▸ **Exercise prompt**:
Copy out all of the data word for word. Omit every picture.

▸ **Data provided**:
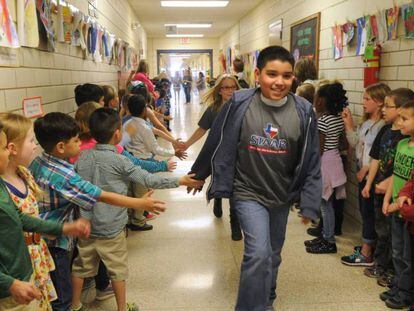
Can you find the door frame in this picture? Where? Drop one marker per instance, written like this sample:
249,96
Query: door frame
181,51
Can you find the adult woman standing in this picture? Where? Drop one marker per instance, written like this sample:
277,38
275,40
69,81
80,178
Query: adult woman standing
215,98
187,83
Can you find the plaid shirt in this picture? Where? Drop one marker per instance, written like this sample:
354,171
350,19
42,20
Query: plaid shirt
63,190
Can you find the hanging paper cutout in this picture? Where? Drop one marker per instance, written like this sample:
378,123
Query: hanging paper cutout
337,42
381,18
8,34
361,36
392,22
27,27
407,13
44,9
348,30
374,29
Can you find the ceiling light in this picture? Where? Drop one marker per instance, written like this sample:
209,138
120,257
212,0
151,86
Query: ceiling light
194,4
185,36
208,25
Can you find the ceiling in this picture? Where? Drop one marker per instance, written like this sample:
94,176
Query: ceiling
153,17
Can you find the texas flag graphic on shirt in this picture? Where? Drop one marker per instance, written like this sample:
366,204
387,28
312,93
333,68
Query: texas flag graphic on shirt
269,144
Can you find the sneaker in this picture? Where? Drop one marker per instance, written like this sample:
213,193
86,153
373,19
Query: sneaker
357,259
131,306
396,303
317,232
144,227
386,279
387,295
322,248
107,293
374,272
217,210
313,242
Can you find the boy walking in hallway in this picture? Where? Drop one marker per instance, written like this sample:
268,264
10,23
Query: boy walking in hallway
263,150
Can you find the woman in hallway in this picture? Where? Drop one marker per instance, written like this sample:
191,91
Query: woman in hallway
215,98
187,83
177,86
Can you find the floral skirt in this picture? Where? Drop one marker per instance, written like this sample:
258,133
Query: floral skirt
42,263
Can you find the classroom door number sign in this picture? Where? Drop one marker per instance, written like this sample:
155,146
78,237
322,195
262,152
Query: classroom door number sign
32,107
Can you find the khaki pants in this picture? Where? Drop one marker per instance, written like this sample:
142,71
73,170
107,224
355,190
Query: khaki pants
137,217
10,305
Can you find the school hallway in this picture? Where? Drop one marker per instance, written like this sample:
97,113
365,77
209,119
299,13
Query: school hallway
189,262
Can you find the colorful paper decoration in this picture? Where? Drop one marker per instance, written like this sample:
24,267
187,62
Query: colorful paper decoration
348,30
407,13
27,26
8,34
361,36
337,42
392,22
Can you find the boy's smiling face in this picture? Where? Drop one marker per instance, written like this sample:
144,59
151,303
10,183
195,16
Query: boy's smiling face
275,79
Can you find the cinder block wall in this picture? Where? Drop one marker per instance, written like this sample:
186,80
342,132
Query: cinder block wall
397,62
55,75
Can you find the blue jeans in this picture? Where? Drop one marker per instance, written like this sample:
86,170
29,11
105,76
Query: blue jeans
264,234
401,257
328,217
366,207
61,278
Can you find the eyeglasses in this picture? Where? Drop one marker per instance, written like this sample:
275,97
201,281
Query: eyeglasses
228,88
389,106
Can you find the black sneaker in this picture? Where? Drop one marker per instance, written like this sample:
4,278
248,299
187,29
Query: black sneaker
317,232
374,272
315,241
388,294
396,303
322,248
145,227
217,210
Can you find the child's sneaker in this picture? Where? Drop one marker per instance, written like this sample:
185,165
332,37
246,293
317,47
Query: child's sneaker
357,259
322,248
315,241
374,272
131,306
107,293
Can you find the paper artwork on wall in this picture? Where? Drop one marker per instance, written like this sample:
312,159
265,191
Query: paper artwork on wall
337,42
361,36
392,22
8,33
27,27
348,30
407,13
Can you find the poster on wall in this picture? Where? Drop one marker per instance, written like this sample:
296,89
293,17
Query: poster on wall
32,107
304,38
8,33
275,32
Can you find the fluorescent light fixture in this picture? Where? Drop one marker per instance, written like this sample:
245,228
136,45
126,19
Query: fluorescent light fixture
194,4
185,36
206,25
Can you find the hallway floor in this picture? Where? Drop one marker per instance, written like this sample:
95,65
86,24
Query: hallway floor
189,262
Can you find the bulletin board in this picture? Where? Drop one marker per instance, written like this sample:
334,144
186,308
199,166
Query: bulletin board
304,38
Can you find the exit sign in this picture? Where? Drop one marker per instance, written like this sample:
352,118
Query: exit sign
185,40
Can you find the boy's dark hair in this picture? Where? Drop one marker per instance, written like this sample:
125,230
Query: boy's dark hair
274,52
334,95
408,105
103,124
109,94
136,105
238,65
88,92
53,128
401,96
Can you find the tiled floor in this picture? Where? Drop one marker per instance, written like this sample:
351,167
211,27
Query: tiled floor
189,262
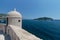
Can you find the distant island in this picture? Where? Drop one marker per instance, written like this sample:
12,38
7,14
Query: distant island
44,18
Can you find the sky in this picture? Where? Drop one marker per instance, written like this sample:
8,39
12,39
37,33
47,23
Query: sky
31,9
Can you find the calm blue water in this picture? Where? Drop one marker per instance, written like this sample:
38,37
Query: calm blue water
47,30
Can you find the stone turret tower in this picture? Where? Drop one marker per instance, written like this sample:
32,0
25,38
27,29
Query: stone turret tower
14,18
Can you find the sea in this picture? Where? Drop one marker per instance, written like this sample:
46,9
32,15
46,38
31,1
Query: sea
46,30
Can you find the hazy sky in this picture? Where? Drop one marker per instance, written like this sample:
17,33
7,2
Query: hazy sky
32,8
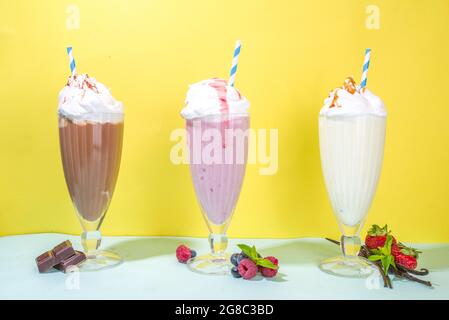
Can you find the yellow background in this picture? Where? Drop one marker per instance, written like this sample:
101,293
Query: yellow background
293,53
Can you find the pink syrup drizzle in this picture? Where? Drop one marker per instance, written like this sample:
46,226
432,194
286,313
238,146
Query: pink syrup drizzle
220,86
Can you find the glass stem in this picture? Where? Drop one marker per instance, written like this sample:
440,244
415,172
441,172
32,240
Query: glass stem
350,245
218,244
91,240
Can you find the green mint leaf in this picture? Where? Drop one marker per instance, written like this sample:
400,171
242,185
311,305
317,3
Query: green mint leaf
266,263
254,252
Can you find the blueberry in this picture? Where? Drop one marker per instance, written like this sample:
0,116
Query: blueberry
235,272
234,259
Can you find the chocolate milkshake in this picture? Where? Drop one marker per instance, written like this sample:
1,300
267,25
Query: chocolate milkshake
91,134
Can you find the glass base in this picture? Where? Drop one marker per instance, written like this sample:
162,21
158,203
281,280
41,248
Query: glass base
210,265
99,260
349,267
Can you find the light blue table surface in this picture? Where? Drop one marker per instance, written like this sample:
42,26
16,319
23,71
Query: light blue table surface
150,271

▸ **Reply**:
Can you find the door frame in this picture? Where? Drop one marker per instance, written like this sample:
249,96
Query: door frame
181,51
Can you find the adult woman standing in this picture? Where? Drop one marker per instance, written like this sample:
277,38
275,40
69,81
80,178
Query: adult woman standing
215,98
187,83
Can you find the plaid shirt in this picture? Where? Drop one marker per instance, written like this sample:
354,171
350,19
42,20
Query: plaid shirt
63,190
Can you find the hanging paper cutout in this picture? Where? Drop one marker per instance, written like this sample:
378,123
Query: hanging paper cutout
337,42
381,18
8,34
361,36
392,22
27,27
407,13
44,9
348,30
374,29
Can you find the ceiling light in this picture? Where? Drop one marker per instance, written like this sample:
209,138
120,257
212,0
151,86
Query: ceiling light
194,4
185,36
208,25
Can you find the ceiling in this picture? Where? Drop one marker per instance, written like this sample:
94,176
Query: ceiling
153,17
Can you find the texas flag graphic on shirt in this picture? Where? Drop one marker per instance, written like this sample:
366,204
387,28
312,93
333,68
Query: texas flag graphic on shirt
269,144
Can you find the sneaker in this picture? Where? Drop one marker per instance, written like this sample:
213,193
86,153
373,19
Query: sneaker
357,259
131,306
396,303
317,232
144,227
386,279
387,295
322,248
107,293
374,272
217,210
313,242
Can you find the boy walking in hallway in this picture? Where? Drop one marker per instance, written like this sample:
268,264
10,23
Query: boy walking in hallway
263,150
Can you find the woman in hallway in this picture? Where? Drop one marker per instance, written like this sample:
191,91
Query: woman in hallway
215,98
187,83
177,86
Can you find the floral skirt in this picture? Where? Drop one marker per instance, written like this sample:
258,133
Query: floral skirt
42,263
Can you find the classroom door number sign in this picture? Where? Drop one marker per instance, written like this sample:
155,146
78,237
322,195
262,152
Query: classroom door number sign
32,107
Can you find the khaki pants in this picture? Where? Drop one marker per instance, written like this sample:
142,71
73,170
107,224
355,190
Query: khaki pants
137,217
10,305
Can you find the school hallway in this picture? Where? Drop one marker per instance, written like this sample:
97,113
365,77
209,119
299,13
Query: school hallway
189,262
Can you find the colorful paper decoration in this picture? Where? Drop one marker per instance, written like this sample:
24,267
187,62
Query: colorful paper decoration
348,30
407,13
27,26
8,34
361,36
337,42
392,22
Can you find the boy's smiling face in this picture? Where? Drop one marker per instance, written like this sample:
144,59
151,303
10,183
195,16
Query: boy's smiling face
275,79
Can you find the cinder block wall in this picture? Where? Drop one marker per instance, written like this sample:
186,80
342,132
Query: cinder block wall
397,62
55,75
Can you find the blue jeans in this picture? Where? Drop one marker per instance, written like this sample:
86,170
29,11
105,76
Query: blue jeans
264,234
401,257
328,217
366,207
61,278
Can you find the eyeglasses in this picture? Where? Drop one marker per instance, written like this sample:
275,97
201,281
Query: eyeglasses
228,88
389,106
Can you find the black sneaker in this picture? Where? Drop one marker per instance, written like this sample:
4,278
248,299
187,29
Query: black sneaker
317,232
374,272
315,241
388,294
396,303
322,248
145,227
217,210
Can you find the child's sneaker in this picture? Where? Drop one marker per instance, written like this sample:
185,165
332,37
246,293
317,47
Query: child's sneaker
357,259
322,248
315,241
374,272
131,306
107,293
Can you find the paper artwork on wall in this picture? Where? Drop one marker per instance, written like this sample:
312,159
265,191
Query: paper artwork on wall
337,42
361,36
392,22
8,33
27,27
348,30
407,13
Can you find the poster on wall in this picture? Where? Drop one marker per instance, written like this sample:
296,89
293,17
Query: poster on wall
32,107
304,38
8,33
275,32
Can you find the fluorescent light fixture in this picture? Where? Drop one marker per instance, written like this sample:
245,228
136,45
126,19
Query: fluorescent light fixture
194,4
185,36
206,25
Can you find the hallway floor in this picture? Where? Drop one marker per instance, written like this sample:
95,65
86,24
Query: hallway floor
189,262
Can you find the bulletin board in this picture? Where? Drop one marker per instance, written like this sample:
334,144
186,308
199,166
Query: bulletin board
304,38
Can you find the exit sign in this picture? Where? Drop one marker per instance, written like this sample:
352,118
Query: exit sign
185,40
Can you find the boy's dark hair in this picture? Where? Drop one marker per instance, written like this sample:
125,230
Query: boy's dark hair
274,52
334,95
408,105
103,124
109,94
136,105
238,65
88,92
53,128
401,96
Can you find the tiled floor in this picture? Where? Drop one marker per instance, written like this sample:
351,167
211,27
Query: tiled floor
189,262
Can you find the distant island in this picture? Where? Drop one marker per instance, written like this sample:
12,38
7,14
Query: distant island
44,18
Can you find the sky in this picture? Where? Drop one marker per instance, written like this sample:
8,39
12,39
37,33
47,23
Query: sky
31,9
Can you find the calm blue water in this picture? Where? Drop one marker per instance, written like this sample:
38,37
Query: calm blue water
47,30
Can you find the stone turret tower in this picture? Where? Drop one marker per instance, written like this sample:
32,0
25,38
27,29
Query: stone turret tower
14,18
Can you find the sea in this picture? Where? Drop one marker per instance, written like this sample:
46,9
32,15
46,38
31,1
Query: sea
46,30
Can you find the hazy sky in this picture? Where? Drop one marker per instance, written like this sample:
17,33
7,2
Query: hazy sky
32,8
Can you find the yellow background in this picture? Where? Drop one marker per instance, written like this sample:
101,293
Query: yellow background
293,53
Can you find the pink syrup drizzle in this picture? Where? Drop one marker per instance, written like this sample:
46,226
432,194
286,313
238,146
Query: pink syrup drizzle
220,86
Can you find the glass stem in this picture? Where? Drop one marker per instance, written like this sample:
440,244
415,172
441,172
32,240
Query: glass stem
350,245
218,244
91,240
Can you find the green mint leaf in this picture? Where? Drop one marker per instance, written like this sample:
400,171
242,185
311,305
317,3
Query: green mint leaf
266,263
254,252
Can you find the blueberry in this picture? Where? Drop one marker per instance, written like this sample:
0,116
Query: blueberry
235,272
234,259
Can you find the chocolate milkshake in this picture? Where? Drop one marker per instance, written like this sample:
1,300
267,25
Query: chocolate milkshake
91,134
Can you find the glass base in this picture? Where? Drop one marker per instance, written like this sample:
162,21
158,203
281,280
41,248
Query: glass base
210,265
99,260
349,267
Can you find the light blue table surface in this picture? Where? Drop one marker per instance, written like this sample:
42,26
16,319
23,71
Query: light blue table surface
150,271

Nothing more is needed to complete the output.